Onslaught of Typhoon Pablo

This article is available in Bisaya

 

Onslaught of Typhoon Pablo
Press Statement
NDF-Mindanao

The National Democratic Front in Mindanao commiserates with the families of the victims and survivors of Typhoon Pablo, especially with those who were severely impacted by the sudden flashfloods and landslides in Davao Oriental, Compostela Valley, Surigao del Sur, and the larger part of Mindanao, including Palawan and parts of the Visayas. We likewise extend our sympathies to the bereaved families and friends of AFP soldiers who were killed in the heavy mudslide that flooded New Bataan in the province of Compostela Valley [Davao de Oro].

As a result of Typhoon Pablo, around 1,200 were killed in Mindanao, thousands were wounded and hundreds are yet to be found. Damages in agriculture were estimated to amount to ₱37 billion in Davao del Norte alone and ₱4 billion elsewhere, and left thousands of peasants in dire suffering and desperation. Cities were also flooded where many lost their lives, while thousands still were forced to abandon their ruined homes.

In response to this severe calamity, and in the name of all revolutionary forces, the NDF-Mindanao declares a unilateral ceasefire order for the New People’s Army in areas affected by the calamity in order to ensure the safe, unhindered and quick rescue of victims, and to allow for the immediate and unhampered relief services to the affected communities. This ceasefire order shall take immediate effect on 12:00 of December 5 until 12:00 of January 3, 2013 and may be extended as necessary depending on the results of the assessment on the conduct of said ceasefire.

In consultation with the Min-        danao Commission of the Communist Party of the Philippines and the respective operations commands of the NPA in the affected areas, all NPA units covered by the aforementioned ceasefire are hereby ordered to cease from launching tactical offensives within the stated period. Meanwhile, we urge the AFP-PNP-CAFGU to refrain from using the rescue, recovery of bodies, distribution of relief goods, rehabilitation of damaged communities and carrying out COPD [Community Operations for Peace and Development—Ed.] as guise in their military operations against the NPA and the masses in the area. In these situations, all NPA units reserve the right to defend themselves and the masses who are already reeling from the calamity.

We likewise urge all NPA units in the affected areas to aid, when security and resources permit, in rescuing victims, recovering bodies, distributing relief and rehabilitating damages. On the same note, we urge all revolutionary forces and the masses to pool together their resources for relief in order to once more express our concern for the well-being of the victims.

The biggest damage that has a lasting effect, but which may not be immediately felt, is that Typhoon Pablo destroyed hundreds of thousands of hectares of the remaining rainforests in Southern and Northern Mindanao. This havoc is the drastic result of climate change, created, in part, by the irreversible damage to the natural environment by imperialist mines, logging and agri-business plantations. On the other hand, global warming continues to worsen due to excessive carbon emission from unmitigated fossil fuel consumption in the name of superprofit. Now that the remaining rainforests are slowly being depleted, we expect the manifold negative effects to our environment which can lead to more frequent and stronger typhoons in the future, including the possibility of extended La Niña and El Niño phenomena.

The Aquino administration has never learned the bitter lessons of Typhoon Sendong, the sudden flashfloods of Ormoc, and many similar man-made and natural disasters. It even boasted of being prepared for any calamity, but in reality, it    miserably failed in protecting the people against natural disasters.

[Dataset records]
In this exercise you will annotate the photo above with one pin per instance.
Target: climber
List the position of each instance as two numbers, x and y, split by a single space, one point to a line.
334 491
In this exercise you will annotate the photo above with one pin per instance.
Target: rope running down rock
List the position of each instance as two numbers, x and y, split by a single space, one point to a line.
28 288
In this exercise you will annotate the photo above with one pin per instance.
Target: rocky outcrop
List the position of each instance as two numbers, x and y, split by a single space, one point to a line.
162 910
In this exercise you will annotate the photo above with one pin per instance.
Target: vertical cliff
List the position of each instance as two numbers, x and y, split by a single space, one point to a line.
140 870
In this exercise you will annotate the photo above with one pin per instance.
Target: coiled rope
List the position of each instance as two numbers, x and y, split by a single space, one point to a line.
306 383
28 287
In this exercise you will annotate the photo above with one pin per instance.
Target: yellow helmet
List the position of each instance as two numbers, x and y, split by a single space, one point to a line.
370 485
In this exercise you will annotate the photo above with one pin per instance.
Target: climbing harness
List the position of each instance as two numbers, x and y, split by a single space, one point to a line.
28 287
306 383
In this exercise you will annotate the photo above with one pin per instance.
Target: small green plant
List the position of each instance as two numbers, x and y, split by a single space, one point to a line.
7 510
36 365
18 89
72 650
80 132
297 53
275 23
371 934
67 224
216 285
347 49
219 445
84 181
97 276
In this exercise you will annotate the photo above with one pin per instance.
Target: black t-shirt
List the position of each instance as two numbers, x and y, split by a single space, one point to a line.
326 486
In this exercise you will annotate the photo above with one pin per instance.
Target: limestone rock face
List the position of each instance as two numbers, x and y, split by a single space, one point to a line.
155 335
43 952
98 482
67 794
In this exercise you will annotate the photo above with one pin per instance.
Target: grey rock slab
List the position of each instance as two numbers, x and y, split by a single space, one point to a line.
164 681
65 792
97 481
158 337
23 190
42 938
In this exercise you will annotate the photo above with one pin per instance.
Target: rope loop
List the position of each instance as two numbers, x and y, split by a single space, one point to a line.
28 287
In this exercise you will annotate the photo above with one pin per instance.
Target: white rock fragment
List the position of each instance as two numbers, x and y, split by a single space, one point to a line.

- [WHAT YOU WILL DO]:
1. Reproduce the passage of the Typhoon Pablo statement that begins with the words containing "In consultation with" and ends with "from the calamity.", copying it word for word.
2. According to the Typhoon Pablo statement, what were the estimated agricultural damages in Davao del Norte alone?

- [EXERCISE SOLUTIONS]:
1.
In consultation with the Min-        danao Commission of the Communist Party of the Philippines and the respective operations commands of the NPA in the affected areas, all NPA units covered by the aforementioned ceasefire are hereby ordered to cease from launching tactical offensives within the stated period. Meanwhile, we urge the AFP-PNP-CAFGU to refrain from using the rescue, recovery of bodies, distribution of relief goods, rehabilitation of damaged communities and carrying out COPD [Community Operations for Peace and Development—Ed.] as guise in their military operations against the NPA and the masses in the area. In these situations, all NPA units reserve the right to defend themselves and the masses who are already reeling from the calamity.

2. ₱37 billion